**THE RECORDS**
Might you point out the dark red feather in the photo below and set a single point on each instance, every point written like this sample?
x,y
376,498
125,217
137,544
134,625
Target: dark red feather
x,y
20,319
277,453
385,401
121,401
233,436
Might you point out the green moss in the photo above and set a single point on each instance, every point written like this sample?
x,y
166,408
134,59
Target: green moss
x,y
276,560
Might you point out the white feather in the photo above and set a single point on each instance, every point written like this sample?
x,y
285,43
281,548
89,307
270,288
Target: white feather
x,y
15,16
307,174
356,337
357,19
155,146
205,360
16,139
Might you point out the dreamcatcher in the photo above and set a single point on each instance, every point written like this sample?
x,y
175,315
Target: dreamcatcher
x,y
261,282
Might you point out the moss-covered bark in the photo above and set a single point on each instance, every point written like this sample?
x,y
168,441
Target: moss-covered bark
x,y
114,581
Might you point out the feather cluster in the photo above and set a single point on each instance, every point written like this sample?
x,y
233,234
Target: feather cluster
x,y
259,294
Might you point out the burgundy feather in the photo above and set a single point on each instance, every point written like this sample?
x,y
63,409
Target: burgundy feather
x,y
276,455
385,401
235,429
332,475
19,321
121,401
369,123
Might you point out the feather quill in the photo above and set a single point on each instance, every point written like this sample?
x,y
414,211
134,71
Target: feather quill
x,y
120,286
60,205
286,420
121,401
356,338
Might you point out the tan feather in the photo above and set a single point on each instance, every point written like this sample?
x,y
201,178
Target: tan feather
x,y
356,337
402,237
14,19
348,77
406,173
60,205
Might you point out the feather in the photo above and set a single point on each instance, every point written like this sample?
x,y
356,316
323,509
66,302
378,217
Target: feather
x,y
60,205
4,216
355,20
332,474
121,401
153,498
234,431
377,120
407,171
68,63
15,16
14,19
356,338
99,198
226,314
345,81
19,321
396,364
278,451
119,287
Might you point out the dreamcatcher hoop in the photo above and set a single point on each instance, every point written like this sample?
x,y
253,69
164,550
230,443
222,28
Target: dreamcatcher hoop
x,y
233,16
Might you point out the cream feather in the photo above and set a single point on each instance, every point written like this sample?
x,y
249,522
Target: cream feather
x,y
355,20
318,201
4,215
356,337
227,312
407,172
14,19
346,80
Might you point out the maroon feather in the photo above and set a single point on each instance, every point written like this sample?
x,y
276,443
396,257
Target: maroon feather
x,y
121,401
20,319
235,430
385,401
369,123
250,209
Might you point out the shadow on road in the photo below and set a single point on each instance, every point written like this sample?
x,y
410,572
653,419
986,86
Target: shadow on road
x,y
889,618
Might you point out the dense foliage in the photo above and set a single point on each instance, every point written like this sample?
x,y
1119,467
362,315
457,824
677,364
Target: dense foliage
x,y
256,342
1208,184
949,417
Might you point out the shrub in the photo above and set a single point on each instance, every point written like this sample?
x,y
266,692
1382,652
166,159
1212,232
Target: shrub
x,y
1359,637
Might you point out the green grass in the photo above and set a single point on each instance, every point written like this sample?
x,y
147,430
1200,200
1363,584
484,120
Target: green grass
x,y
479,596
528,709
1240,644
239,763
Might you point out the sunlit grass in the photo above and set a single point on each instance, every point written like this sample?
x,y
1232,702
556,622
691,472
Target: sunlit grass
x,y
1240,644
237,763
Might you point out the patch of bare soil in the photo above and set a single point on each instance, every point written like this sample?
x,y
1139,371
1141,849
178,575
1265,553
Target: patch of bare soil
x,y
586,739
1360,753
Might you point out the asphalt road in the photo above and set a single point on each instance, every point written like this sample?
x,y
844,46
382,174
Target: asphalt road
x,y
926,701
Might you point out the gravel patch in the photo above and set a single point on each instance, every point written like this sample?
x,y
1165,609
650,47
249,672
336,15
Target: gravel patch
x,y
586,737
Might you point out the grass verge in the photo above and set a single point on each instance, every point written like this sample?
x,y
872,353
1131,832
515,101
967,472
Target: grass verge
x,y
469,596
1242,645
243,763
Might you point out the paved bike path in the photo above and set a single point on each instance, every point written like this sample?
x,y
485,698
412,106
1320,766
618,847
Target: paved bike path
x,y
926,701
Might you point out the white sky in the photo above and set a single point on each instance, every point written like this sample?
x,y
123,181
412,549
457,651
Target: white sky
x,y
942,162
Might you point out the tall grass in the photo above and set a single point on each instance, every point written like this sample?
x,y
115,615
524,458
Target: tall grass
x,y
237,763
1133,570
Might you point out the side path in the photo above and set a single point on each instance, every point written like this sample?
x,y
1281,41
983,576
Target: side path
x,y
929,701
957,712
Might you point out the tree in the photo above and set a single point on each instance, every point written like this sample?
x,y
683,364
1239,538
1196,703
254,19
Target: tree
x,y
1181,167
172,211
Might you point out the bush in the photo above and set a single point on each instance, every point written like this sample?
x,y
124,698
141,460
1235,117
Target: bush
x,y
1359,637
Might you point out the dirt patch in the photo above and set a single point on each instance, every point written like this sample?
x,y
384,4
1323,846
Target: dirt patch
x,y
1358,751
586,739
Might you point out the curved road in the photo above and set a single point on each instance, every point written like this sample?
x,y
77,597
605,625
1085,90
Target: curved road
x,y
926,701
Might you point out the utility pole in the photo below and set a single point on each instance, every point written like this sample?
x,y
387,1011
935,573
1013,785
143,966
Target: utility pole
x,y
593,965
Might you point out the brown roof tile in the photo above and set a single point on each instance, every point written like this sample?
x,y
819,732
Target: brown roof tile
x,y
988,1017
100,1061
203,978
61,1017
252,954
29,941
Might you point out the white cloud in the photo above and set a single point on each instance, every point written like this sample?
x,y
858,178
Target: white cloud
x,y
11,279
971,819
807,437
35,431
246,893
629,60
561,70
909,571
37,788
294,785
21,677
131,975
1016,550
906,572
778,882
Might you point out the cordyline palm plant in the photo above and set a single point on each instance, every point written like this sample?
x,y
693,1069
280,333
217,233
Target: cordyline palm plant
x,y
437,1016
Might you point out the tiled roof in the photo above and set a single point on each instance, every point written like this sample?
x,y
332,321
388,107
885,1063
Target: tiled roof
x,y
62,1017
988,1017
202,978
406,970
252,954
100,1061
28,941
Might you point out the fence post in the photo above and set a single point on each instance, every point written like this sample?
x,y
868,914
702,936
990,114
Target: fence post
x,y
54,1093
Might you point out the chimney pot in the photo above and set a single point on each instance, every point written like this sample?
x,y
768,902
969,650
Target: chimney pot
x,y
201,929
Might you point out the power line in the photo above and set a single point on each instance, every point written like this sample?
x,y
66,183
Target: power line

**STATED EXERCISE**
Reproduce every one of the rows above word for word, without any alteration.

**WRITTEN SOLUTION**
Might you point out the dark red feather in the photo below and set a single point on each instance, every point written like this sample?
x,y
376,498
125,217
137,544
134,625
Target: dark red feather
x,y
20,319
277,453
385,401
121,401
233,436
Might you point out the green moss in the photo above and set a single point on each instance, every point written like this sample?
x,y
166,408
134,59
Target: green moss
x,y
276,560
Might you point out the white feather in the photo above and set a single point on each instance, every point written like this sample?
x,y
285,43
281,548
89,307
270,288
Target: white feather
x,y
15,16
307,174
356,337
357,19
155,146
205,360
16,139
Might you point out the dreamcatcher in the photo above and set a single point on each instance, every point written like this sample?
x,y
175,315
Target: dreamcatcher
x,y
261,282
Might you point out the moss-covered bark in the photo above and set a single point on each instance, every point written like this sample?
x,y
168,441
Target: moss-covered bark
x,y
114,581
Might you point out the feather cluster in the photo above and set a single point on each instance, every point written like this sample?
x,y
233,234
Target: feather cluster
x,y
259,294
Might you point out the burgundy feather in the photo above and set a single point on each instance, every point written like this sample?
x,y
63,409
Target: burgundy feather
x,y
276,455
385,401
235,429
332,475
19,321
121,401
369,123
Might you point out the feather quill in the photo above and set a single point on each instance, every point written like this sample?
x,y
414,211
134,71
Target: feather quill
x,y
120,286
60,205
286,420
121,401
356,338
Might you point out the tan feather in the photo above and set a single point on each instance, every point written like this sample?
x,y
201,178
Target: tan feather
x,y
356,337
402,237
14,19
348,77
406,173
60,205
Might you point out the feather in the photo above and set a single point on each instance, every point written like this sample?
x,y
356,316
323,509
66,302
378,217
Target: feather
x,y
60,205
4,216
355,20
332,474
121,401
153,498
234,431
377,120
407,171
68,63
15,16
14,19
356,338
99,198
226,314
345,81
19,321
396,364
278,451
119,287
Might you point out the dreamcatcher hoop in the photo above and set a single point on each instance, every point written like this sample?
x,y
253,69
164,550
230,443
222,28
Target: dreamcatcher hoop
x,y
233,16
Might you point out the cream feather in the photo above and set a single point on each instance, every point written like this sample?
x,y
249,522
Target: cream feather
x,y
355,20
318,201
4,215
356,337
227,312
407,172
14,19
346,80
Might you point out the maroon feather in the photo above and set a single point on each instance, every point written like this sample?
x,y
276,443
396,257
Target: maroon feather
x,y
121,401
20,319
235,430
385,401
369,123
250,209
Might you point out the shadow on road in the photo below and set a single point on each instance, every point written like this sample?
x,y
410,572
653,419
986,86
Target: shadow on road
x,y
889,618
Might you point out the dense foliage in the photo above and set a single point on each instance, every point written like this sample?
x,y
1119,467
362,315
457,824
677,364
Target: dense foliage
x,y
256,342
1208,184
949,417
Might you point out the shrub in the photo above and set a single point on each instance, every point written like this sample?
x,y
266,692
1382,652
166,159
1212,232
Target: shrub
x,y
1359,637
Might you point out the green grass in the photo above and set a single point on each instance, every point written like this sample?
x,y
147,430
1200,200
1363,584
484,120
Target: green grass
x,y
479,596
528,709
1240,644
239,763
Might you point out the sunlit grass in the photo above and set a single point on each instance, every point written like this sample?
x,y
1232,702
556,622
691,472
Target: sunlit grass
x,y
1240,644
237,763
Might you point out the patch of bare soil in the photo above and set a single point on each instance, every point written like this sample?
x,y
1139,371
1141,849
178,575
1265,553
Target: patch of bare soil
x,y
586,739
1360,753
Might you point out the asphalt road in the photo above and set a single point on each instance, every point written like this sample?
x,y
844,46
382,174
Target: asphalt road
x,y
926,701
Might you point out the gravel patch in the photo above and set a single point on each instance, every point written like this sample?
x,y
1165,609
650,47
249,672
336,15
Target: gravel patch
x,y
586,737
Might you point out the grass verge in the photo above and set a single point on each instance, every point written like this sample?
x,y
872,353
1131,832
515,101
967,472
Target: grass verge
x,y
469,596
1242,645
243,763
Might you point out the paved bike path in the photo above and set a single point on each instance, every point written like this sample?
x,y
485,698
412,106
1320,766
618,847
Target: paved bike path
x,y
926,701
Might you point out the white sky in the photo above and set a single point on each instance, every point written like this sample?
x,y
123,181
412,549
457,651
Target: white sky
x,y
942,162
Might you point out the tall grass in the photo above and set a single point on each instance, every point written like this sample?
x,y
115,615
524,458
Target: tall grass
x,y
237,763
1133,570
Might you point out the side path in the photo above and set a single point on each instance, every point written like this sample?
x,y
1281,41
983,576
Target: side path
x,y
929,701
957,712
Might you point out the tree in the photo above and set a single point on each instance, every point written like this sample?
x,y
683,364
1239,538
1196,703
254,19
Target: tree
x,y
1181,167
172,211
Might you point out the bush in the photo above and set a single point on each instance, every point written like this sample?
x,y
124,698
141,460
1235,117
Target: bush
x,y
1359,637
Might you point out the dirt patch in the photo above and set a single point on each instance, every point written like this sample?
x,y
384,4
1323,846
Target: dirt patch
x,y
1358,751
586,739
Might you point out the curved road in the photo above and set a single point on each instance, every point written like this sample?
x,y
77,597
605,625
1085,90
Target: curved road
x,y
926,701
Might you point out the utility pole in the photo below and set a single point on each instance, every point written like this sample?
x,y
387,1011
935,573
1013,785
143,966
Target: utility pole
x,y
593,965
Might you point out the brown roof tile in the photo above and set a single point on each instance, every point written like this sample?
x,y
819,732
Target: brown roof tile
x,y
988,1017
100,1061
203,978
61,1017
252,954
29,941
Might you point out the white cloud in the photo above and set a single point on each instance, every point written like this sample?
x,y
858,178
Target: white cloud
x,y
11,279
971,819
807,437
35,431
246,893
629,60
561,70
909,571
37,788
294,785
21,677
131,975
1016,550
906,572
778,882
Might you point out the cordyline palm plant in the photo above and set a single point on each instance, every point written like this sample?
x,y
693,1069
280,333
217,233
Target: cordyline palm plant
x,y
437,1016
Might you point out the tiled roof in the photo above and set a single point on each instance, every point written like this sample?
x,y
332,321
388,107
885,1063
Target: tiled roof
x,y
62,1017
988,1017
202,978
406,970
252,954
100,1061
28,941
Might you point out the fence post in the photo above and set a single point on each instance, every point written like this sample?
x,y
868,914
702,936
990,114
Target: fence post
x,y
54,1093
Might you point out the chimney pot in the photo above and set a single point on each instance, every point written like this sample?
x,y
768,902
969,650
Target: chimney pot
x,y
201,929
Might you point out the power line in the photo above and set a single point on each instance, every point written like this sample?
x,y
66,183
Target: power line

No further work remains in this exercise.